| Trecho do documento |
---*---

TRUMP INSTRUMENTALIZA RELIGIÃO EM CASO FLOYD E GERA REAÇÃO CATÓLICA E PROTESTANTE
Donald Trump em frente à Igreja Episcopal de São João em
Washington em 1 de junho de 2020 (AFP/Arquivos)
Presidente
posa em lugares de culto para criar dicotomia entre manifestantes e religiosos
Líderes religiosos
americanos criticaram duramente nesta terça-feira (2) a decisão do presidente
Donald Trump de posar com uma bíblia em frente a uma igreja, minutos depois de
ordenar uma repressão a um protesto contra a morte de um cidadão negro por um
policial branco.
"Foi traumático e
profundamente ofensivo no sentido de que algo sagrado foi mal utilizado para um
gesto político", denunciou na rádio pública NPR Mariann Budde, episcopisa
da diocese de Washington, à qual pertence a igreja de Saint John, que Trump
visitou.
O presidente usou
"o poder simbólico do nosso texto sagrado, segurando-o na mão como se
fosse uma reivindicação de suas posições e sua autoridade", acrescentou
Budde.
A Igreja de Saint
John, um edifício histórico perto da Casa Branca, é um templo episcopal
protestante que foi danificado no domingo à noite em meio aos protestos.
Mas na segunda-feira
os manifestantes protestavam pacificamente quando foram dispersados com bombas
de gás lacrimogêneo para que Trump caminhasse por alguns metros entre a Casa
Branca e o templo, onde posou para fotos.

---*---

| Registros fornecidos |
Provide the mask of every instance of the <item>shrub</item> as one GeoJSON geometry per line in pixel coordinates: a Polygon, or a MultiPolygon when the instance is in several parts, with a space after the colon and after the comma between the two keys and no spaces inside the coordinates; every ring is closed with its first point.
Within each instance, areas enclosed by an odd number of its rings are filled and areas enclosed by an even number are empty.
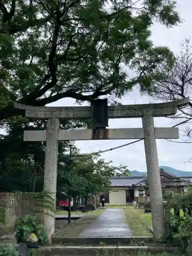
{"type": "Polygon", "coordinates": [[[182,248],[185,255],[192,255],[192,190],[183,194],[168,195],[170,209],[170,233],[167,241],[182,248]]]}
{"type": "Polygon", "coordinates": [[[26,215],[19,220],[19,224],[16,227],[16,238],[18,243],[33,233],[37,236],[39,244],[46,244],[48,238],[44,226],[38,223],[36,216],[26,215]]]}
{"type": "Polygon", "coordinates": [[[0,256],[19,256],[18,251],[12,244],[4,244],[0,246],[0,256]]]}

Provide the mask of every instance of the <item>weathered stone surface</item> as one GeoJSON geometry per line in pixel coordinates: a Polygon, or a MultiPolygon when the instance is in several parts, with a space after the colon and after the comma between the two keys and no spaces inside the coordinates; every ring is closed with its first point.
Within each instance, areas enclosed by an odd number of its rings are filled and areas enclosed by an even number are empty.
{"type": "MultiPolygon", "coordinates": [[[[179,129],[169,127],[155,128],[156,139],[178,139],[179,129]]],[[[59,131],[58,140],[119,140],[144,139],[142,128],[101,129],[97,133],[92,129],[59,131]]],[[[46,141],[46,131],[25,131],[24,141],[46,141]]]]}
{"type": "MultiPolygon", "coordinates": [[[[45,162],[45,190],[51,193],[53,202],[56,204],[56,193],[57,176],[58,135],[59,120],[48,119],[47,123],[47,144],[45,162]]],[[[44,209],[44,224],[47,234],[51,242],[55,228],[55,216],[53,211],[44,209]]]]}
{"type": "MultiPolygon", "coordinates": [[[[177,113],[177,107],[187,105],[188,101],[189,98],[187,98],[166,103],[110,106],[108,106],[108,115],[109,118],[142,117],[150,112],[153,116],[167,116],[175,115],[177,113]]],[[[27,117],[67,119],[91,118],[91,106],[39,107],[17,102],[14,102],[14,106],[25,110],[27,117]]]]}
{"type": "Polygon", "coordinates": [[[164,209],[153,117],[151,115],[143,117],[142,123],[154,233],[156,238],[159,239],[164,234],[164,209]]]}

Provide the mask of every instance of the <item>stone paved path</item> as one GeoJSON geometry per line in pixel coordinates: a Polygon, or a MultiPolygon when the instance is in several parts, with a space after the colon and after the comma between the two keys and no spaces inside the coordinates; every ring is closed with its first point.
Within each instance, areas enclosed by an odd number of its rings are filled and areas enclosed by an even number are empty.
{"type": "Polygon", "coordinates": [[[121,208],[107,209],[81,233],[79,238],[133,237],[121,208]]]}

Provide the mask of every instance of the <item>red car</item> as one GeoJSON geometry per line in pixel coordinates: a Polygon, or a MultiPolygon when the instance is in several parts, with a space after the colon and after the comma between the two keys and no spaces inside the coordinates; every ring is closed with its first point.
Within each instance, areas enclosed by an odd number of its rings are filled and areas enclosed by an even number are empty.
{"type": "Polygon", "coordinates": [[[69,206],[68,200],[60,201],[59,206],[69,206]]]}

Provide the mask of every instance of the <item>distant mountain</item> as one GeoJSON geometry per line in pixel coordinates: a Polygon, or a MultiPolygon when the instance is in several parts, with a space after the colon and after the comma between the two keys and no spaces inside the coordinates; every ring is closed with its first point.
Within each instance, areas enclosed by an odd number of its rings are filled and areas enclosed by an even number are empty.
{"type": "MultiPolygon", "coordinates": [[[[192,172],[184,172],[183,170],[177,170],[169,166],[159,166],[159,169],[162,168],[167,173],[170,174],[173,174],[176,176],[179,177],[187,177],[191,176],[192,177],[192,172]]],[[[132,170],[131,172],[133,176],[145,176],[146,175],[146,172],[138,172],[138,170],[132,170]]]]}

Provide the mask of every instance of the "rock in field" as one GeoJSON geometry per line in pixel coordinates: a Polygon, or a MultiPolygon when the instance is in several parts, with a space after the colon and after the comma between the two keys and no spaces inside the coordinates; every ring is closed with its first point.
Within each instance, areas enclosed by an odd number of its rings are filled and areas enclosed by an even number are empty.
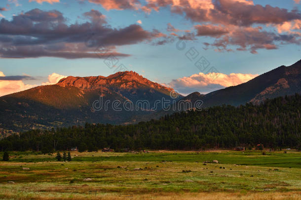
{"type": "Polygon", "coordinates": [[[194,181],[192,181],[192,180],[186,180],[185,182],[194,182],[194,181]]]}

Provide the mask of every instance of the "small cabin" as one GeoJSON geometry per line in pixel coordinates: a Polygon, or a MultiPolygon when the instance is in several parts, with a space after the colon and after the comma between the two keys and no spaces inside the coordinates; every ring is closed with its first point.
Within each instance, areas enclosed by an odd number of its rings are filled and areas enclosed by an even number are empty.
{"type": "Polygon", "coordinates": [[[263,145],[261,144],[259,144],[256,146],[256,150],[263,150],[263,145]]]}
{"type": "Polygon", "coordinates": [[[129,152],[129,151],[130,151],[130,149],[129,148],[121,149],[122,152],[129,152]]]}
{"type": "Polygon", "coordinates": [[[237,147],[235,148],[234,150],[235,151],[243,151],[245,150],[245,147],[237,147]]]}

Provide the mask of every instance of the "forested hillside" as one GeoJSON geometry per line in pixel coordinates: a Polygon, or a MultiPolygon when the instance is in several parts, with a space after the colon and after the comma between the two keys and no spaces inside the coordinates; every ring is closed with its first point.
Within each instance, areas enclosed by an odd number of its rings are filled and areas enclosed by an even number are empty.
{"type": "Polygon", "coordinates": [[[0,150],[96,151],[199,149],[254,146],[297,148],[301,145],[301,96],[266,100],[259,105],[222,106],[188,111],[137,124],[91,124],[51,131],[33,130],[0,141],[0,150]]]}

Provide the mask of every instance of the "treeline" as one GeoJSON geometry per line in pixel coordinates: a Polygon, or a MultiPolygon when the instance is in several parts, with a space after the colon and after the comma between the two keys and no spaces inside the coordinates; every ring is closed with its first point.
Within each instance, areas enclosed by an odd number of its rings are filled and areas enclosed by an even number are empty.
{"type": "Polygon", "coordinates": [[[33,130],[0,141],[0,151],[202,149],[255,146],[301,148],[301,96],[266,100],[259,105],[222,106],[188,111],[136,124],[86,124],[33,130]]]}

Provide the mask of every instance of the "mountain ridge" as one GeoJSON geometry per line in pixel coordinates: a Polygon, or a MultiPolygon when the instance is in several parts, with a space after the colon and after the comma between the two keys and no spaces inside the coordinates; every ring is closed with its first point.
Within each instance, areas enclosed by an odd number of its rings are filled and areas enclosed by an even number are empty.
{"type": "MultiPolygon", "coordinates": [[[[301,60],[289,67],[281,66],[245,83],[206,95],[193,92],[183,97],[171,92],[173,89],[151,81],[132,71],[120,72],[108,77],[68,77],[54,85],[40,86],[0,97],[0,132],[22,131],[32,128],[82,125],[85,122],[112,124],[136,123],[175,112],[162,107],[152,110],[141,106],[132,111],[117,111],[112,108],[97,111],[95,101],[115,100],[134,104],[147,100],[151,106],[164,98],[189,101],[202,101],[201,108],[228,104],[235,106],[252,102],[259,104],[273,98],[301,92],[301,60]]],[[[200,105],[199,104],[199,105],[200,105]]]]}

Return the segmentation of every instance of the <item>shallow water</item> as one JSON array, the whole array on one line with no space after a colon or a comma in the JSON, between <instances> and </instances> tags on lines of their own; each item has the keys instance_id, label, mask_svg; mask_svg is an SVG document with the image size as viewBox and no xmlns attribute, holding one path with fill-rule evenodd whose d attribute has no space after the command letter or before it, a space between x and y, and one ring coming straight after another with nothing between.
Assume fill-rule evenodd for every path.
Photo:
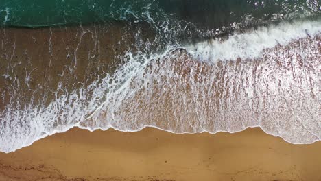
<instances>
[{"instance_id":1,"label":"shallow water","mask_svg":"<svg viewBox=\"0 0 321 181\"><path fill-rule=\"evenodd\" d=\"M320 139L318 1L76 1L0 3L1 151L75 126Z\"/></svg>"}]
</instances>

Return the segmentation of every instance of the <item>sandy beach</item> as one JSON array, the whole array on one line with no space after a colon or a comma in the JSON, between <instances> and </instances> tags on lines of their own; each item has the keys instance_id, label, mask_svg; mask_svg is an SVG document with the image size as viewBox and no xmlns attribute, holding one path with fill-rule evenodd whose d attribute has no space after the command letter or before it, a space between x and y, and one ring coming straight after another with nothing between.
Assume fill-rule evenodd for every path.
<instances>
[{"instance_id":1,"label":"sandy beach","mask_svg":"<svg viewBox=\"0 0 321 181\"><path fill-rule=\"evenodd\" d=\"M0 180L320 180L321 142L259 128L176 134L73 128L0 154Z\"/></svg>"}]
</instances>

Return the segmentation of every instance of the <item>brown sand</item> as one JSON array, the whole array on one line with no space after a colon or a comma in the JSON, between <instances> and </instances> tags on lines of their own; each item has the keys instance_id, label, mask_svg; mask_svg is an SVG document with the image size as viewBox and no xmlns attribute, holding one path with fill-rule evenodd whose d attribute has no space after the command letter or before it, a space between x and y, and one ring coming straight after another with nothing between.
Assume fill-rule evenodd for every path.
<instances>
[{"instance_id":1,"label":"brown sand","mask_svg":"<svg viewBox=\"0 0 321 181\"><path fill-rule=\"evenodd\" d=\"M175 134L73 128L0 154L0 180L321 180L321 142L259 128Z\"/></svg>"}]
</instances>

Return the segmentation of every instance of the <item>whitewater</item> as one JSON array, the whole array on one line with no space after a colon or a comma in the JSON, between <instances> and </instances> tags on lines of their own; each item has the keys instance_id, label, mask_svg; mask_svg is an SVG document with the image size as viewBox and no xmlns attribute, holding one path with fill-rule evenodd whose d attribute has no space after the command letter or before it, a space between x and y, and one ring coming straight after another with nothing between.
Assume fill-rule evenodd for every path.
<instances>
[{"instance_id":1,"label":"whitewater","mask_svg":"<svg viewBox=\"0 0 321 181\"><path fill-rule=\"evenodd\" d=\"M0 151L74 127L176 134L260 127L292 143L320 140L321 21L283 22L148 50L128 50L115 73L88 85L64 90L58 82L47 105L23 104L14 88L0 112ZM14 86L28 84L32 73Z\"/></svg>"}]
</instances>

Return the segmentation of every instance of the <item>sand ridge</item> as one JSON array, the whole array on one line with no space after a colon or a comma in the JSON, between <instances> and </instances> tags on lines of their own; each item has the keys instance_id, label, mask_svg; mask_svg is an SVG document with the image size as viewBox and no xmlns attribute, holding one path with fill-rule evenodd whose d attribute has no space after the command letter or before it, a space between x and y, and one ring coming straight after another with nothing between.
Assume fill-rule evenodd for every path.
<instances>
[{"instance_id":1,"label":"sand ridge","mask_svg":"<svg viewBox=\"0 0 321 181\"><path fill-rule=\"evenodd\" d=\"M321 142L248 128L176 134L73 128L0 154L0 180L320 180Z\"/></svg>"}]
</instances>

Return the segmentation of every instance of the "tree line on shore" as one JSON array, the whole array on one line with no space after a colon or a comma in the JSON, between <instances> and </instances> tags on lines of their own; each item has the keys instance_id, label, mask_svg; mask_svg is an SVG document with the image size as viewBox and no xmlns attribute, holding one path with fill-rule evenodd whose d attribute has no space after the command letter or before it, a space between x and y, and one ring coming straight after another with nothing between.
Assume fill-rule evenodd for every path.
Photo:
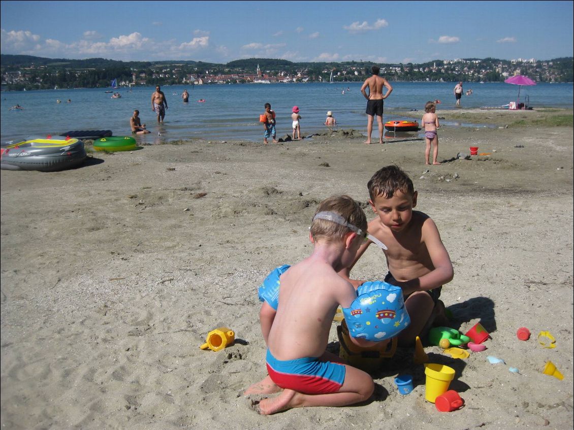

---*---

| Tarefas propostas |
a – Troque "templo" por "santuário" na reportagem sobre Trump e a igreja de Saint John e reescreva a passagem de "O presidente usou" a "posou para fotos.".
b – Traduza para o inglês a seguinte frase da reportagem sobre Trump e a igreja de Saint John: "A Igreja de Saint John, um edifício histórico perto da Casa Branca, é um templo episcopal protestante que foi danificado no domingo à noite em meio aos protestos."
c – Prossiga a reportagem sobre Trump e a igreja de Saint John a partir da última frase apresentada.

| Respostas |
a –
O presidente usou
"o poder simbólico do nosso texto sagrado, segurando-o na mão como se
fosse uma reivindicação de suas posições e sua autoridade", acrescentou
Budde.
A Igreja de Saint
John, um edifício histórico perto da Casa Branca, é um santuário episcopal
protestante que foi danificado no domingo à noite em meio aos protestos.
Mas na segunda-feira
os manifestantes protestavam pacificamente quando foram dispersados com bombas
de gás lacrimogêneo para que Trump caminhasse por alguns metros entre a Casa
Branca e o santuário, onde posou para fotos.

b – Saint John's Church, a historic building near the White House, is a Protestant Episcopal church that was damaged on Sunday night amid the protests.

c –
O protesto e a
repressão foram transmitidos ao vivo em muitas emissoras, então as críticas
vieram rapidamente.
"Naquele momento,
o protesto era totalmente pacífico", disse Budde. "Não havia
justificativa para isso", acrescentou.
Na segunda-feira,
antes de visitar o templo, Trump adotou um tom marcial em um discurso solene à
nação, no qual ameaçou mobilizar os militares para reprimir os maiores
protestos raciais vistos no país desde os anos 1960.
Milhares de pessoas
têm ido às ruas protestar desde 25 de maio, quando George Floyd, um cidadão
negro de 46 anos, morreu quando era detido pela polícia em Minneapolis.
Os protestos foram em
grande parte pacíficos, mas houve tumultos à noite, apesar do toque de recolher
imposto em várias grandes cidades.
Outros líderes da
Igreja Episcopal dos Estados Unidos denunciaram a visita de Trump como "um
evento embaraçoso e moralmente repugnante".
"Simplesmente
pelo fato de segurar uma bíblia fechada, ele acreditou que ganharia o apoio dos
cristãos", disseram os bispos da Nova Inglaterra, uma região na costa
leste dos Estados Unidos, em um comunicado.
O
presidente dos EUA, Donald Trump, e a primeira-dama, Melania Trump, visitam o
Santuário Nacional São João Paulo II em 2 de junho de 2020 em Washington, DC.
Brendan Smialowski / AFP
Indignação
católica
Na terça-feira, o
magnata republicano, que busca a reeleição em novembro, visitou o santuário
nacional S. João Paulo II, localizado na capital do país, onde se concentraram
cerca de dois mil manifestantes, alguns dos quais empunhavam cartazes e rezavam
o terço. A presença dele gerou desconforto entre os líderes católicos.
"Considero
desconcertante e repreensível que qualquer instalação católica se permita ser
tão flagrantemente usada e manipulada de uma maneira que viola os nossos
princípios religiosos, que nos apelam a defender os direitos de todas as
pessoas, mesmo aquelas com quem possamos discordar", disse o arcebispo de
Washington, Wilton Gregory, em comunicado.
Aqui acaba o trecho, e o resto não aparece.